Write out the passage about saying goodbye to friends on the road word for word, including every line of it.
--- start Page extract ---
Last night we told the Grumpy, Biggus and his wife Kim goodbye and I wept as we rolled away. They had been teasing me a bit about being so sad when I left Pagosa Springs after saying goodbye to Taryn and Jared. When we left there, I wept all the way to Durango, choking out a few hard sobs along the way.

It's not one person, it's everyone. All the people I've connected with over these last few years, the relationships that have developed into friendships I really cherish. I often stay in touch with people on social media to lessen the pain, but it's not the same. I miss my friends.

"You're taking it too personal!"

Grumpy, Biggus and Steve were trying to talk me out of it last week.

"I never feel that way when I travel."

"You just need to detach a little. . . "

As they spoke I did little to defend myself, because what they did was unimportant. I have just reached a point in my life where I truly care about others in a deep way. There's nothing wrong with that, and to be honest, I'm grateful I can feel so strongly for others.
--- end Page extract ---
--- start Given entries ---
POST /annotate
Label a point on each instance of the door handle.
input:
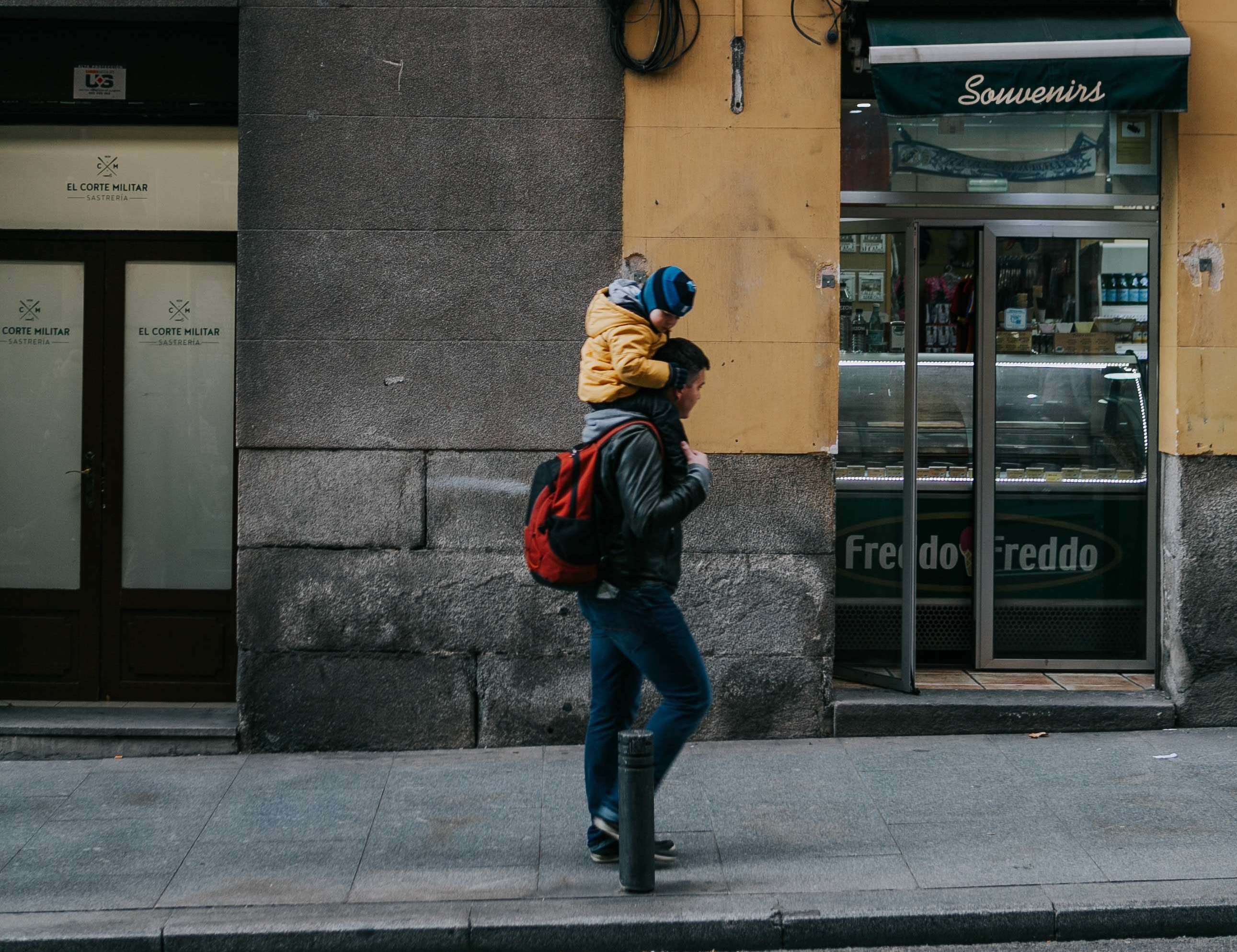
(87, 474)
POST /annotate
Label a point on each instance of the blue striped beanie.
(671, 290)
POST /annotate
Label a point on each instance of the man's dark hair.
(686, 354)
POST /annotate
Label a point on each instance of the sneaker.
(664, 850)
(608, 852)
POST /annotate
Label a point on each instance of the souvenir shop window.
(1054, 154)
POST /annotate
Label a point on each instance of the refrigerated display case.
(1070, 547)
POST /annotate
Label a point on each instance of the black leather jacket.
(639, 517)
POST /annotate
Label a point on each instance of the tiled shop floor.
(957, 679)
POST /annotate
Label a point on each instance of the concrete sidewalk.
(796, 844)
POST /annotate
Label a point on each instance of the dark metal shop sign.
(1058, 548)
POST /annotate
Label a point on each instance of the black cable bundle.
(672, 33)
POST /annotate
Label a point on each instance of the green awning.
(980, 65)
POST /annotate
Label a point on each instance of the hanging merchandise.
(912, 156)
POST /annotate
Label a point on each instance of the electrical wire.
(672, 35)
(811, 39)
(836, 9)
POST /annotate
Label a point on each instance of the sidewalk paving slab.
(804, 844)
(911, 919)
(131, 930)
(328, 928)
(625, 924)
(1134, 910)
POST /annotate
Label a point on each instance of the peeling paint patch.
(1206, 258)
(399, 77)
(634, 267)
(478, 484)
(827, 275)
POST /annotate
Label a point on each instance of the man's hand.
(694, 456)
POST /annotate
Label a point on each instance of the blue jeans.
(640, 634)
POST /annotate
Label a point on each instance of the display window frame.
(995, 224)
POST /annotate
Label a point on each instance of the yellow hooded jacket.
(615, 362)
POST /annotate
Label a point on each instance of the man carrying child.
(630, 370)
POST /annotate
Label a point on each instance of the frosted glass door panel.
(41, 324)
(180, 330)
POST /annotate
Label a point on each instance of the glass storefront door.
(1068, 445)
(1030, 412)
(116, 470)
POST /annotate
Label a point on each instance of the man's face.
(686, 400)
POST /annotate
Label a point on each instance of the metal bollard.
(636, 811)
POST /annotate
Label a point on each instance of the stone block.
(443, 61)
(1199, 595)
(392, 172)
(345, 499)
(478, 500)
(401, 395)
(546, 700)
(759, 698)
(420, 285)
(759, 605)
(532, 700)
(766, 504)
(320, 600)
(375, 702)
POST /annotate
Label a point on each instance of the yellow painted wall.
(1199, 324)
(749, 207)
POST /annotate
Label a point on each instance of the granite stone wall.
(428, 198)
(1199, 600)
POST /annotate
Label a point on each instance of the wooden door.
(51, 442)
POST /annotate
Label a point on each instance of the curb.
(683, 923)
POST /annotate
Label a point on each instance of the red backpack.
(562, 542)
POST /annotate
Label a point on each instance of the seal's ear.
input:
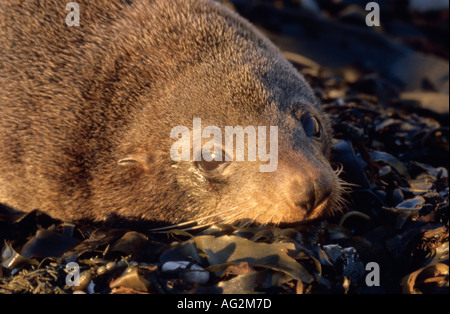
(140, 160)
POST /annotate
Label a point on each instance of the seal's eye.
(312, 126)
(209, 163)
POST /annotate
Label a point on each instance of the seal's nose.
(309, 194)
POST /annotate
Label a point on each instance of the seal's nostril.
(309, 195)
(303, 195)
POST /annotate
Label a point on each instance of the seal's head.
(235, 78)
(88, 113)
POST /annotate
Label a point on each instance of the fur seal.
(86, 114)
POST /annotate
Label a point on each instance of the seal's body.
(86, 114)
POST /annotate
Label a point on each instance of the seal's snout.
(310, 192)
(310, 195)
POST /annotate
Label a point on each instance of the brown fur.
(75, 100)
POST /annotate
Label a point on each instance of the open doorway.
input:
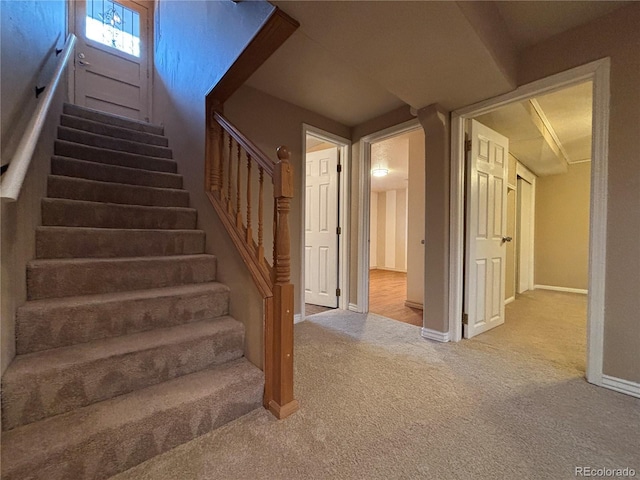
(598, 73)
(395, 252)
(544, 250)
(324, 216)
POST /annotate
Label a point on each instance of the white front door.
(486, 213)
(524, 234)
(321, 224)
(111, 57)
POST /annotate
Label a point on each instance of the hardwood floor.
(387, 293)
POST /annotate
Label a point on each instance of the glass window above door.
(114, 25)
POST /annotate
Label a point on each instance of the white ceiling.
(354, 60)
(549, 132)
(392, 154)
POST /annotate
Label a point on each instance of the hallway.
(387, 293)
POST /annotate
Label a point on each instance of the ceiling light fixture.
(379, 172)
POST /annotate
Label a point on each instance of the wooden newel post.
(283, 404)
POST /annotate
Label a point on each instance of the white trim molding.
(598, 73)
(621, 385)
(429, 334)
(562, 289)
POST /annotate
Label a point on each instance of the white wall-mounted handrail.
(14, 177)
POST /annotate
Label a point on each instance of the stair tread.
(118, 168)
(44, 262)
(69, 108)
(114, 131)
(48, 303)
(34, 442)
(102, 183)
(56, 359)
(113, 156)
(64, 131)
(71, 201)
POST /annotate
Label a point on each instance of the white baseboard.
(409, 303)
(562, 289)
(435, 335)
(621, 385)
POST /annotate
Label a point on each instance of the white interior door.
(111, 62)
(321, 223)
(524, 236)
(486, 213)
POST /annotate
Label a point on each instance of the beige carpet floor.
(379, 402)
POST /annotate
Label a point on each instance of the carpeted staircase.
(125, 347)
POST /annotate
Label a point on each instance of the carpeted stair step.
(100, 128)
(82, 242)
(102, 141)
(70, 167)
(105, 438)
(113, 157)
(110, 119)
(109, 192)
(60, 322)
(76, 213)
(51, 382)
(72, 277)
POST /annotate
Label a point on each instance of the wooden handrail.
(17, 171)
(229, 154)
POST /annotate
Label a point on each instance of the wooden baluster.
(283, 404)
(249, 230)
(216, 170)
(260, 213)
(229, 174)
(220, 184)
(238, 186)
(209, 148)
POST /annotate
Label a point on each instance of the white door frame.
(344, 146)
(528, 176)
(598, 73)
(71, 28)
(364, 207)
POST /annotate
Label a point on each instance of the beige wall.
(30, 32)
(269, 123)
(388, 230)
(187, 32)
(435, 122)
(415, 231)
(615, 36)
(562, 228)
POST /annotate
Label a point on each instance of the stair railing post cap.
(283, 153)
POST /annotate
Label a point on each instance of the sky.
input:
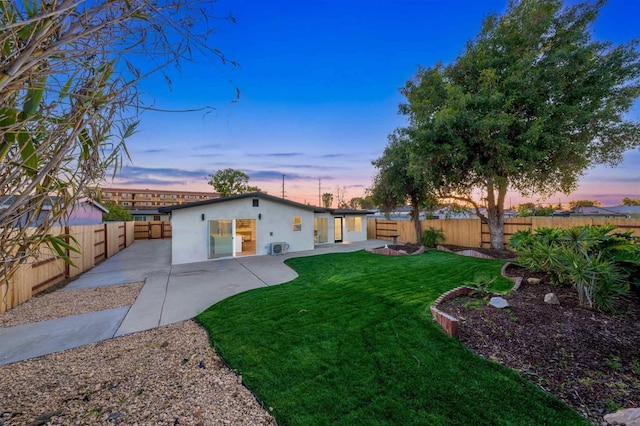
--- end Given entries ---
Answer to the problem
Last night we told the Grumpy, Biggus and his wife Kim goodbye and I wept as we rolled away. They had been teasing me a bit about being so sad when I left Pagosa Springs after saying goodbye to Taryn and Jared. When we left there, I wept all the way to Durango, choking out a few hard sobs along the way.

It's not one person, it's everyone. All the people I've connected with over these last few years, the relationships that have developed into friendships I really cherish. I often stay in touch with people on social media to lessen the pain, but it's not the same. I miss my friends.

"You're taking it too personal!"

Grumpy, Biggus and Steve were trying to talk me out of it last week.

"I never feel that way when I travel."

"You just need to detach a little. . . "

As they spoke I did little to defend myself, because what they did was unimportant. I have just reached a point in my life where I truly care about others in a deep way. There's nothing wrong with that, and to be honest, I'm grateful I can feel so strongly for others.